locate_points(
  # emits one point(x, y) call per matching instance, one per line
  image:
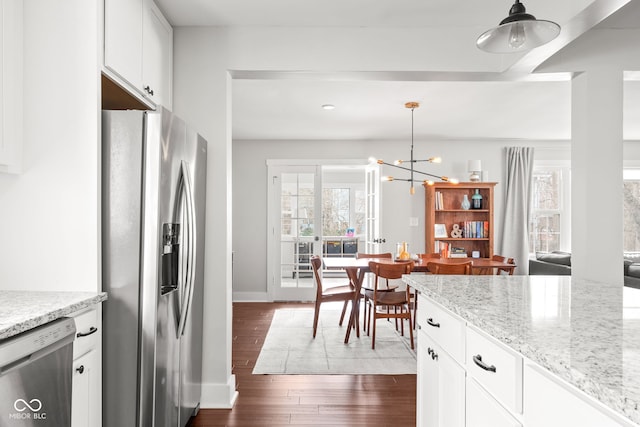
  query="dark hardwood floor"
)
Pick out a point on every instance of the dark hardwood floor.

_ _ _

(Brief) Rename "hardwood floor" to "parquet floor" throughout the data above and change nothing else. Leave the picture out of your answer.

(Solved problem)
locate_points(
  # emits one point(x, y) call per matching instance, one per line
  image:
  query="dark parquet floor"
)
Pick out a point on every instance of the dark parquet floor.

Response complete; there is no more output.